▶ Given passage:
'''
I have a crazy high kill count for someone who is not a professional.

In 2015, I was getting ready to go to the gym. I reached into the closet in the entry, picked up my sneakers, and recoiled in confusion as I felt something foreign brush against my wedding ring finger. Was it a burr caught in my shoe? A piece of glass? All these questions occurred in the split second before my hand exploded in pain. The sensation seared through me as though someone had slammed my hand in a car door repeatedly. That’s when it dawned on me that there was a scorpion in my left sneaker. I saw its tail retreat deeper into the shoe as it tried to hide from my imminent retaliation.

It’s been many years since then, and I’ve learned a lot about scorpions. I learned how to hunt them and kill them either in the freezer or the sun. I learned that flushing them doesn’t necessarily kill them as they can survive in water up to 40 days. I even donated some to a BYU researcher. I also learned that my house had a LOT of scorpions. They carry their babies on their backs, often as many as 30 scorplings to one adult. My largest kill night was 90 scorpions thanks to a prolific mating season. That was this summer.

We moved a month ago, and I discovered that our new house also has a lot of scorpions. They mostly live in the cinderblock walls and rocks that surround Arizona yards and neighborhoods. At first, I continued to cull the scorpion population, figuring I was keeping my family safe. It’s always been ostensibly about “protecting my family,” but it’s also been about revenge and about segregation, about not wanting to share “my” space with these little a-holes.
'''
▶ Task list:
- a) Condense the paragraph of the scorpion passage that begins "It’s been many years since then" into a short bulleted list, keeping its main facts.
- b) According to the scorpion passage, how long can scorpions survive in water?
- c) Reproduce the scorpion passage's wording from "I have a crazy" to "my imminent retaliation.".

Data entries:
'''
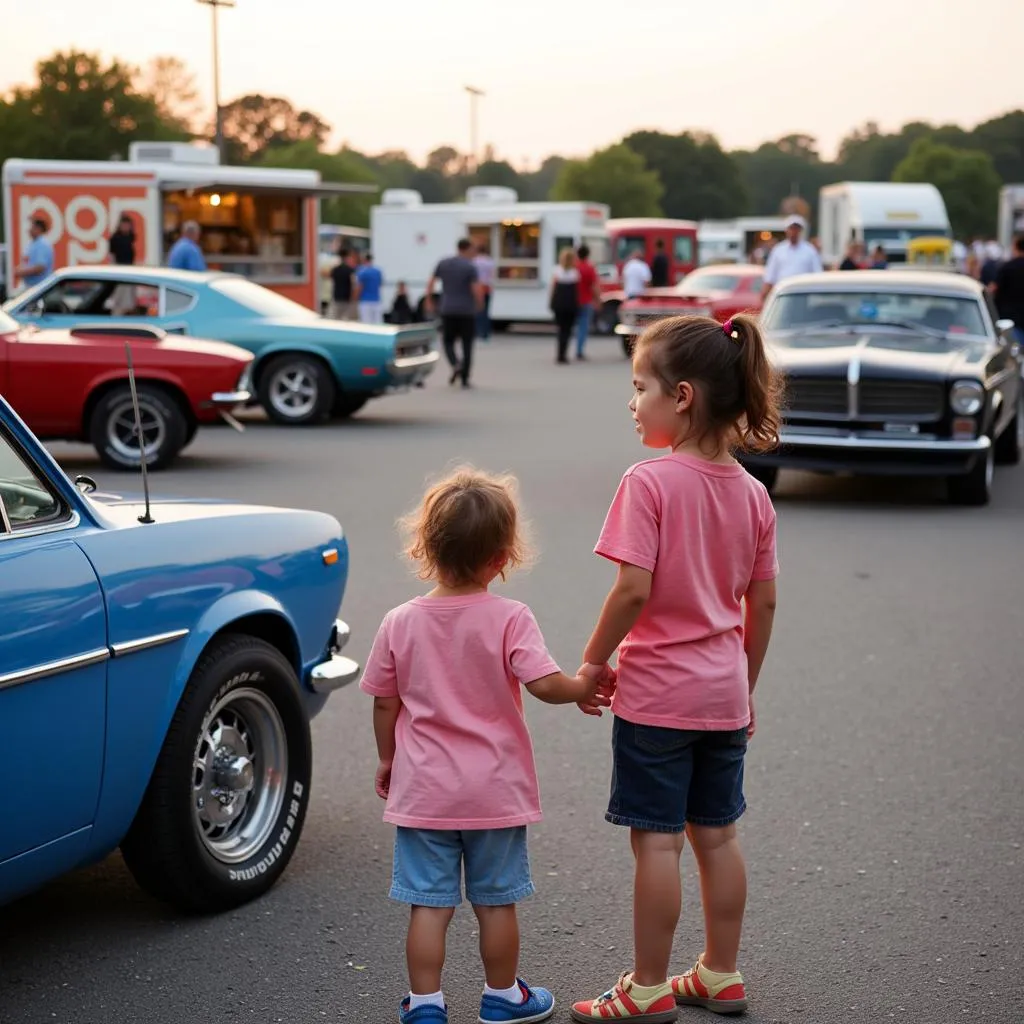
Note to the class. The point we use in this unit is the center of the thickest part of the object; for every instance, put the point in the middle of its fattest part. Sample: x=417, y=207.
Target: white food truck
x=410, y=237
x=879, y=213
x=1011, y=215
'''
▶ Answers below:
- a)
- The writer has learned a great deal about scorpions over many years.
- Scorpions can be hunted and then killed in the freezer or the sun.
- Flushing may not kill them, since they can survive in water for up to 40 days.
- The writer donated some scorpions to a BYU researcher.
- The writer's house had a very large number of scorpions.
- Adults carry their young on their backs, often as many as 30 scorplings at a time.
- The writer's largest single night of kills was 90 scorpions, during a prolific mating season this summer.

- b) Up to 40 days.

- c)
I have a crazy high kill count for someone who is not a professional.

In 2015, I was getting ready to go to the gym. I reached into the closet in the entry, picked up my sneakers, and recoiled in confusion as I felt something foreign brush against my wedding ring finger. Was it a burr caught in my shoe? A piece of glass? All these questions occurred in the split second before my hand exploded in pain. The sensation seared through me as though someone had slammed my hand in a car door repeatedly. That’s when it dawned on me that there was a scorpion in my left sneaker. I saw its tail retreat deeper into the shoe as it tried to hide from my imminent retaliation.